Texto do exercício:
______________________________

Por Daniel Giovanaz.
A Comissão de Trabalho, de Administração e Serviço Público da Câmara dos Deputados deve analisar nesta terça-feira (30) o Projeto de Lei (PL) nº 2636/2011, que altera os requisitos para trabalhadores de ambientes artificialmente frios acessarem o direito à “pausa térmica” de 20 minutos.
O PL nº 2636/2011 estabelece o teto de 4ºC para as atividades em câmara frigorífica, o que, segundo estimativa do Ministério Público do Trabalho (MPT), retiraria o direito à pausa térmica de 95% dos trabalhadores do setor.
Esse intervalo é previsto na legislação brasileira desde 1943, para assegurar que o organismo dos operários se recupere da exposição ao frio intenso, prevenindo doenças ocupacionais.
Conforme o artigo 253 da Consolidação das Leis do Trabalho (CLT), esse direito é assegurado a profissionais que trabalham no interior das câmaras frigoríficas e àqueles que movimentam mercadorias “do ambiente quente ou normal para o frio e vice-versa”, depois de 1h40 de trabalho contínuo.
O projeto, de autoria do ex-deputado Silvio Costa (PTB-PE), é apoiado há oito anos por entidades empresariais como a União Brasileira de Avicultura (Ubabef), a Associação Brasileira das Indústrias Exportadoras de Carne (Abiec) e a Associação Brasileira da Indústria Produtora e Exportadora de Carne Suína (Abipecs).
A mudança proposta
O conceito de artificialmente frio, na CLT, varia conforme as zonas climáticas do extinto Ministério do Trabalho. Dependendo da região do país, temperaturas inferiores a 15ºC já se enquadram nessa categoria. Em outras zonas, o limite máximo para aplicação das regras é 10ºC.
O alerta sobre o PL nº 2636/2011 está presente em uma nota técnica assinada no último dia 22 pelos procuradores Priscila Dibi Schvarcz, Sandro Eduardo Sardá e Lincoln Roberto Nobrega Cordeiro, gerentes do Projeto Nacional de Frigoríficos do MPT, e por Márcia Kamei Lopez Aliaga e Luciano Lima Leivas, da Coordenadoria Nacional de Defesa do Meio Ambiente de Trabalho.

______________________________

Dados exibidos:
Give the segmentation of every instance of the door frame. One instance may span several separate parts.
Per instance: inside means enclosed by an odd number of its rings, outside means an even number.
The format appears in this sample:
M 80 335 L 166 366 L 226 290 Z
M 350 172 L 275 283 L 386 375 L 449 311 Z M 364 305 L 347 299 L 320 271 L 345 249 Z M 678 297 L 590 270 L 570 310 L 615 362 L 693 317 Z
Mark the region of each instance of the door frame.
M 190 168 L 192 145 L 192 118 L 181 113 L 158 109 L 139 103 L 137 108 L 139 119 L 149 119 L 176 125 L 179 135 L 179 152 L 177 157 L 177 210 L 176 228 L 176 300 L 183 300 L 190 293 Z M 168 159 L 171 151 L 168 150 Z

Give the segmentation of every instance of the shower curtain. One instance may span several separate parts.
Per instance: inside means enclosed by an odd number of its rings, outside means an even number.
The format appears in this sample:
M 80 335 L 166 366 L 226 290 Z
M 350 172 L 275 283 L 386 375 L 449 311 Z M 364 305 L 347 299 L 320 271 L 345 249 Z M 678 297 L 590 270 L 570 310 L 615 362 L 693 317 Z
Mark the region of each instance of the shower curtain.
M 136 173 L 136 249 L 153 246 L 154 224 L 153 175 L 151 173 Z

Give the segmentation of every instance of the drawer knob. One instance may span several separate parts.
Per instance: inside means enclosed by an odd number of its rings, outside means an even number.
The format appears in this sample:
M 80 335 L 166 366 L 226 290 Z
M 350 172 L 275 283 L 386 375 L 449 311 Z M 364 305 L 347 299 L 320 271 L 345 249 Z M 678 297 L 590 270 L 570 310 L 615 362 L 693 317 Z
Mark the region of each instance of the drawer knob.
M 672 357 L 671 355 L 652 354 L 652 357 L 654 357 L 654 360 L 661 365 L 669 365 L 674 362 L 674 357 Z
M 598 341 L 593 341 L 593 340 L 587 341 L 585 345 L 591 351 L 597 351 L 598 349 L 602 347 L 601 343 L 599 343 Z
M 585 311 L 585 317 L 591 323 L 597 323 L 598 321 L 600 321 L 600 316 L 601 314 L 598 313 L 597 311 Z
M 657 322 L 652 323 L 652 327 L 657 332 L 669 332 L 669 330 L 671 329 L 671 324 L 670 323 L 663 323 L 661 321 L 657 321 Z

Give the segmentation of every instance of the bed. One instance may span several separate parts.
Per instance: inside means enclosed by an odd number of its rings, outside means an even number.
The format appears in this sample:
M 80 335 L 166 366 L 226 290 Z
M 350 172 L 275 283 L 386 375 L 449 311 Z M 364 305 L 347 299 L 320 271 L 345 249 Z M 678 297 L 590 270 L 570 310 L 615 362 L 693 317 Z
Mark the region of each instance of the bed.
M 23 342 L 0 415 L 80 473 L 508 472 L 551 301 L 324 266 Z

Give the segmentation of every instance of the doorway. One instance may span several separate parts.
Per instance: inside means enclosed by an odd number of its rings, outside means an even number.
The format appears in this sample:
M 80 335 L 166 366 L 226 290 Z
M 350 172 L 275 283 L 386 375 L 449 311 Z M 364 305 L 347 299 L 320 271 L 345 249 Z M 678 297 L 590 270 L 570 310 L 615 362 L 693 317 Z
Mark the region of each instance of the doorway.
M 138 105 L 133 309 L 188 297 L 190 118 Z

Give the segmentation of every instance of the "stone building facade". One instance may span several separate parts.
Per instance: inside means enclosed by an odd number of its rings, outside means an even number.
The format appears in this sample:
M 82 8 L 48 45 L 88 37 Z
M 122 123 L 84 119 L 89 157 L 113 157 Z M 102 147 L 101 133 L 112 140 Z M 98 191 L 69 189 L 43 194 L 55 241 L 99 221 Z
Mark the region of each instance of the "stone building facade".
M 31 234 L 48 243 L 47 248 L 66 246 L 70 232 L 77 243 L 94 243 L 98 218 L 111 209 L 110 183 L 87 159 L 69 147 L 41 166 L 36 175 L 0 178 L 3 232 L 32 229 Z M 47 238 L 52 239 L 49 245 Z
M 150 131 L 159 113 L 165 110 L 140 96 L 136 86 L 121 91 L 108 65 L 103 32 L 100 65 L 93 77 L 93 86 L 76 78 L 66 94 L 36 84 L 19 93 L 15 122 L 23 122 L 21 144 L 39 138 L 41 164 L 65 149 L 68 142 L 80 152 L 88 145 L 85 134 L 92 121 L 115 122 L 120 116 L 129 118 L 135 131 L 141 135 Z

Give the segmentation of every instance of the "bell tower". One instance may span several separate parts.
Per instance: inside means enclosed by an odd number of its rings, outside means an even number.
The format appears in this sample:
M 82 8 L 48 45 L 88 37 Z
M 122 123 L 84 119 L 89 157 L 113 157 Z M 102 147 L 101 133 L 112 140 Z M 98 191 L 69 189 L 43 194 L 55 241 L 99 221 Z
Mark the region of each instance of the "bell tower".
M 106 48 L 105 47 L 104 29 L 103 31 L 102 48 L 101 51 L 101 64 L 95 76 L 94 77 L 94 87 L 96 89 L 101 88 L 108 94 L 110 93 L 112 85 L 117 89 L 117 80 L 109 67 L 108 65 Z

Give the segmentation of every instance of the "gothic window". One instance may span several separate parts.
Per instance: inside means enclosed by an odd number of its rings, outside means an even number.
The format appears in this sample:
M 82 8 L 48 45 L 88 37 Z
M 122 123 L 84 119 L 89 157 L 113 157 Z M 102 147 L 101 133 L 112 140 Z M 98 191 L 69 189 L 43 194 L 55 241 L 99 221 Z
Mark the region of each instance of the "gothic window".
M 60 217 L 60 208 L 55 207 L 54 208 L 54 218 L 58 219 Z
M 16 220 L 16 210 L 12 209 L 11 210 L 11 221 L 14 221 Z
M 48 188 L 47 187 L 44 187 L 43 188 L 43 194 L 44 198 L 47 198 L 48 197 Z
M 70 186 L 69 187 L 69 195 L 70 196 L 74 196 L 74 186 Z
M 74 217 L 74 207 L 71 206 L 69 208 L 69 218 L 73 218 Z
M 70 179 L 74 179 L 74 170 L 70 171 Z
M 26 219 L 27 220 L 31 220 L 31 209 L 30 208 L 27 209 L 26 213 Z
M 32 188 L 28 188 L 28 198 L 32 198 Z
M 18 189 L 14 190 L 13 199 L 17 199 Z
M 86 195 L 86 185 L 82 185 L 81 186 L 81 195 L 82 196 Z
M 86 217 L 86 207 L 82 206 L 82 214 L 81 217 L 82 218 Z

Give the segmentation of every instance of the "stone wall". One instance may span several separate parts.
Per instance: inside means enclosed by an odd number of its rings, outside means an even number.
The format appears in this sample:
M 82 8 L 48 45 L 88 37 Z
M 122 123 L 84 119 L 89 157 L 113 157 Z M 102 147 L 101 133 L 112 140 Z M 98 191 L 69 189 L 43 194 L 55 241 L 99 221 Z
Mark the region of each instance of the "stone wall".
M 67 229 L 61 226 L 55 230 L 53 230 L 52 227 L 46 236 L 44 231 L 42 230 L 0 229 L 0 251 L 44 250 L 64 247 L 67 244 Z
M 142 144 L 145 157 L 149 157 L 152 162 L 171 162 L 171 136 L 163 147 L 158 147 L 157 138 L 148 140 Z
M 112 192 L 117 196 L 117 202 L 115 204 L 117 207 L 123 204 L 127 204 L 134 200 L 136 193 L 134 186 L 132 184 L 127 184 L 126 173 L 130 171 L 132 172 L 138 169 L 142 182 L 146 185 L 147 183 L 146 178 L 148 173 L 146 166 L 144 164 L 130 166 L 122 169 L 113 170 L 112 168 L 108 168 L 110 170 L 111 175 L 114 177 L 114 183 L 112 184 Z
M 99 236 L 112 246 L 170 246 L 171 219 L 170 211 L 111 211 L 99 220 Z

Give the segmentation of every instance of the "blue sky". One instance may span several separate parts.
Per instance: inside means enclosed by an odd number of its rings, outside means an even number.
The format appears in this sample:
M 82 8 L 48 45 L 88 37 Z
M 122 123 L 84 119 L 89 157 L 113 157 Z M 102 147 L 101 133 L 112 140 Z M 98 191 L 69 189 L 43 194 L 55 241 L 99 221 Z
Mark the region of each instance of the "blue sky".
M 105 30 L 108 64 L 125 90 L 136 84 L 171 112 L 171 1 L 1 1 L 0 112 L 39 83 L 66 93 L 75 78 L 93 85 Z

______________________________

Verifique sua compreensão:
A. Responda com base na notícia sobre a pausa térmica:
(i) Desde que ano a pausa térmica está prevista na legislação brasileira?
(ii) Que teto de temperatura o PL nº 2636/2011 estabelece para as atividades em câmara frigorífica?
(iii) Quem é o autor do projeto?
B. Escreva a continuação da notícia sobre a pausa térmica, começando logo depois da última frase apresentada.
Os dados não fazem parte deste exercício.

Respostas fornecidas:
A.
(i) Desde 1943.
(ii) O teto de 4ºC.
(iii) O ex-deputado Silvio Costa (PTB-PE).

B.
“Nos frigoríficos de aves, bovinos e suínos, dentre outros, somente os setores de expedição e paletização apresentam temperaturas iguais ou inferiores a 4ºC e contam com trabalhadores que movimentam mercadorias, setores que não chegam a empregar 5% do total de empregados em uma planta frigorífica”, diz o texto.
Os cinco procuradores lembram que a atividade frigorífica é a que mais gera acidente e adoecimentos ocupacionais na indústria brasileira, segundo o Anuário Estatístico de Acidentes do Trabalho da Previdência Social.
“Considerando que, sem contar com o elevado número de subnotificações, a atividade econômica em comento foi responsável por gerar mais de 22 mil acidentes de trabalho e doenças ocupacionais no Brasil, a alteração legislativa proposta configura um profundo retrocesso social, em violação aos artigos 6º, 7º e 196 da Constituição Federal que asseguram a saúde como direito fundamental das trabalhadores e trabalhadores”, completa a nota.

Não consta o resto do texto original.